>> BEGIN Records supplied

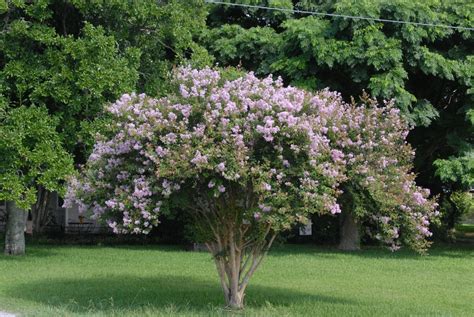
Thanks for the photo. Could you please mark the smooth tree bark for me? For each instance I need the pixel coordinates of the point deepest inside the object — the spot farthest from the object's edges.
(349, 232)
(237, 246)
(15, 230)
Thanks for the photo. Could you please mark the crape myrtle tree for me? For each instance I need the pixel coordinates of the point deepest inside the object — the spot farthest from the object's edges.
(246, 158)
(379, 190)
(31, 156)
(71, 57)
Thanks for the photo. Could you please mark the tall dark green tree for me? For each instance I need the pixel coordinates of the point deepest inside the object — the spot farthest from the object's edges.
(428, 70)
(72, 57)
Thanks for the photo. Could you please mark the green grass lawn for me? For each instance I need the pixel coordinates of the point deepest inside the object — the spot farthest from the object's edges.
(294, 280)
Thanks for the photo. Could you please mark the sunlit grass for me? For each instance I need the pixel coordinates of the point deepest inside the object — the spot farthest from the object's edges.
(294, 280)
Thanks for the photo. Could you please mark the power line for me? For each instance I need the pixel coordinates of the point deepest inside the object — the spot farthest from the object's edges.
(341, 15)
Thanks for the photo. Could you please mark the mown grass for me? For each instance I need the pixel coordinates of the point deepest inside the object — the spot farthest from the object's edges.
(295, 280)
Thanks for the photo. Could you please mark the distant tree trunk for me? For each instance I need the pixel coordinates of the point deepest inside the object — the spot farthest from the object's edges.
(15, 230)
(40, 212)
(349, 233)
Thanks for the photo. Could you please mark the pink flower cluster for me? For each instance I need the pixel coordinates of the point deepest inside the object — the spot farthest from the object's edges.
(292, 150)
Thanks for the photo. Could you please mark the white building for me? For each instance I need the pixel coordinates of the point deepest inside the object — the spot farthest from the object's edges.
(66, 220)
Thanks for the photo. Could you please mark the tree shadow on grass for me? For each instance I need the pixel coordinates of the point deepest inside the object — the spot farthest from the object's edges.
(121, 292)
(438, 250)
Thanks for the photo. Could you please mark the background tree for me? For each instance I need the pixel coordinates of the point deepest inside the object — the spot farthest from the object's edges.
(71, 57)
(428, 70)
(31, 156)
(245, 158)
(379, 190)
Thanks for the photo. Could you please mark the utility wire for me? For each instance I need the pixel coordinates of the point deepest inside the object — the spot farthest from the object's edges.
(464, 28)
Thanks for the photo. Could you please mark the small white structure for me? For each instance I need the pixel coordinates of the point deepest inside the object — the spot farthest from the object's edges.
(68, 220)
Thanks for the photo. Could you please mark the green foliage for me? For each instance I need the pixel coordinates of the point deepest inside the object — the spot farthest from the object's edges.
(429, 71)
(31, 155)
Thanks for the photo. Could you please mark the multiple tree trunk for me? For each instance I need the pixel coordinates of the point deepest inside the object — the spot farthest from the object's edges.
(15, 230)
(40, 211)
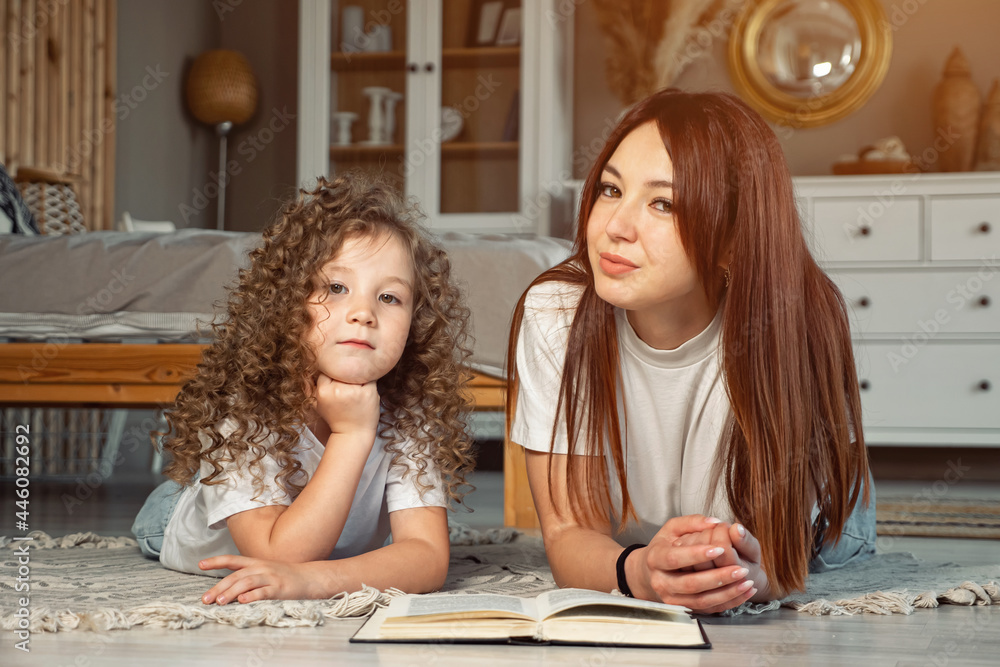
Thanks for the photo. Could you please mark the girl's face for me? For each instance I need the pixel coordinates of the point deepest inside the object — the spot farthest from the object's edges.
(361, 309)
(634, 246)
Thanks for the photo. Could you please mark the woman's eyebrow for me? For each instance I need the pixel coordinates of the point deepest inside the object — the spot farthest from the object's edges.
(649, 184)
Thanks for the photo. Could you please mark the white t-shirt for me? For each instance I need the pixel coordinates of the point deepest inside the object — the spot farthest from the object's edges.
(675, 403)
(197, 528)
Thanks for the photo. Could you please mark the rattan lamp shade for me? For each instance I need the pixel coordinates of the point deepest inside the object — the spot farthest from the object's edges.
(221, 88)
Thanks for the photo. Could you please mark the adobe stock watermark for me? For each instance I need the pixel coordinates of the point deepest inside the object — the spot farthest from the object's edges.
(960, 296)
(248, 149)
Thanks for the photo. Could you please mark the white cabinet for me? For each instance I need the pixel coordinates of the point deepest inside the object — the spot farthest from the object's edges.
(916, 257)
(505, 168)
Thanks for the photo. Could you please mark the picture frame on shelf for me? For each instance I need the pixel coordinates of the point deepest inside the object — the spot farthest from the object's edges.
(484, 20)
(509, 32)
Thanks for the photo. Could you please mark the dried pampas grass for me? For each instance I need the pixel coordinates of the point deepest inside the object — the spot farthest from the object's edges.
(649, 40)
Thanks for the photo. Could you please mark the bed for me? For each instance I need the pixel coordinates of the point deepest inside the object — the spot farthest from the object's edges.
(115, 319)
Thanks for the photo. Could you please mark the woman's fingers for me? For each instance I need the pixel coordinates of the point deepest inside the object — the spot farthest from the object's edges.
(701, 591)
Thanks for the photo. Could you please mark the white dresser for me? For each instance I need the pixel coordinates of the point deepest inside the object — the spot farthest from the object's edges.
(917, 258)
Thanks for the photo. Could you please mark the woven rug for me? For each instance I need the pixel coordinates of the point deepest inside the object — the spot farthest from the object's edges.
(942, 517)
(88, 582)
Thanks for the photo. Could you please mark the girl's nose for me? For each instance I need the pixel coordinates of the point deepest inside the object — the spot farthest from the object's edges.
(361, 312)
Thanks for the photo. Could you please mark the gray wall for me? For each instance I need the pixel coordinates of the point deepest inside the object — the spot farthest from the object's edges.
(166, 161)
(922, 42)
(161, 153)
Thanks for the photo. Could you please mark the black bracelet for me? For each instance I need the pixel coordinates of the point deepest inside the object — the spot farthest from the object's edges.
(620, 570)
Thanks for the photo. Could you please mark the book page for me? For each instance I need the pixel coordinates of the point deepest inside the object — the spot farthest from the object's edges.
(554, 602)
(498, 606)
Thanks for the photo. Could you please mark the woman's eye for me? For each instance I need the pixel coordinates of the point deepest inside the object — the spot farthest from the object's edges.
(608, 190)
(664, 205)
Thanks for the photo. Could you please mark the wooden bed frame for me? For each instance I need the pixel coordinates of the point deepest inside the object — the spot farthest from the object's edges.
(149, 376)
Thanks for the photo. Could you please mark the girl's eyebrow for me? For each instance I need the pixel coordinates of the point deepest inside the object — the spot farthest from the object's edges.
(408, 284)
(649, 184)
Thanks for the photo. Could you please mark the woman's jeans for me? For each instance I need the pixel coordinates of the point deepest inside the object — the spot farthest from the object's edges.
(151, 522)
(857, 540)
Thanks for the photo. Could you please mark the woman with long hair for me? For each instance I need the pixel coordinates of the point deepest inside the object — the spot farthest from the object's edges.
(684, 383)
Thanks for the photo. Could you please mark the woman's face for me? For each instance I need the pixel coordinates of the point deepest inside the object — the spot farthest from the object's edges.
(361, 309)
(633, 242)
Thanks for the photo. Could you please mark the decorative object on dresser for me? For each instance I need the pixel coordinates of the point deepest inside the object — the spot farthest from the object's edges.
(988, 148)
(916, 258)
(956, 113)
(886, 156)
(221, 90)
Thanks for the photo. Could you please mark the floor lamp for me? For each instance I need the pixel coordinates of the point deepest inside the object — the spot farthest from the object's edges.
(221, 90)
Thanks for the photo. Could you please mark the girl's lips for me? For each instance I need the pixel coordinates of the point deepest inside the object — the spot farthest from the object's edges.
(615, 265)
(357, 343)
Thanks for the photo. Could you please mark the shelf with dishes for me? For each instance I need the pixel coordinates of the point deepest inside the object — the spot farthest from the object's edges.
(486, 56)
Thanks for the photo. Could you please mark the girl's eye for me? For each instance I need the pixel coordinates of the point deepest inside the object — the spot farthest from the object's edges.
(609, 190)
(664, 205)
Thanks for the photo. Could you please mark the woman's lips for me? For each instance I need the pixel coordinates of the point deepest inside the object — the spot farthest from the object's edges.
(615, 265)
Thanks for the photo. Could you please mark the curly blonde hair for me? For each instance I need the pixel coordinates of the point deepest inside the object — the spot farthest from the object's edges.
(253, 372)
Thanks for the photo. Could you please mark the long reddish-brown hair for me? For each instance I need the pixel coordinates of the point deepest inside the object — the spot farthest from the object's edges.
(795, 429)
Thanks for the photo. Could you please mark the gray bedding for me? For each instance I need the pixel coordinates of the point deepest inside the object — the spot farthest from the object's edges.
(133, 286)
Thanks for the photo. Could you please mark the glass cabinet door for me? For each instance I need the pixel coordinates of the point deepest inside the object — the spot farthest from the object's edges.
(479, 100)
(368, 97)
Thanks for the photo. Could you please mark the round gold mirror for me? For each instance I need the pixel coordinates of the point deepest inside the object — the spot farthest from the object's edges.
(804, 63)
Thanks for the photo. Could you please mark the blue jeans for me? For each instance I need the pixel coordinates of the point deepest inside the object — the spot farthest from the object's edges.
(151, 522)
(857, 539)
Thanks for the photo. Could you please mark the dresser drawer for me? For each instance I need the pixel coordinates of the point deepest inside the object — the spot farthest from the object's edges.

>> END Records supplied

What you should do — Extract, exactly, the lines above that begin at the line containing "Thanks for the photo. Could you please mark the gray bedding" and end at the final line of the records; add no other text.

Response to the task —
Thanks for the photo. Could you please mark the gray bedding for me? For each instance I need the pixel coordinates of the point deepest inside the object — the spot farthest from the object's edges.
(133, 286)
Thanks for the photo. Could you please mark the glass cabinet door for me? For each instance I need the pixel coordinates of the point deepest inside the object — the spot farthest from the object's edges.
(479, 100)
(368, 97)
Thanks for the photo. Could you please mark the round gold mirror for me? For each instance I need the pixel coordinates of the point deepest inside the object — the spot farthest from the object's edges.
(804, 63)
Thanks for the photo. Could you please mark the blue jeans for me? For each instance I need the pixel coordinates of the point deepest inside the object — the spot farthest from the object's edges.
(151, 522)
(857, 539)
Thanks for the photo. Could you please mark the dresser drawer for me? For each instance I need the pixel coordinates of the point deepest inside the object — the spot farthest from the object's edges.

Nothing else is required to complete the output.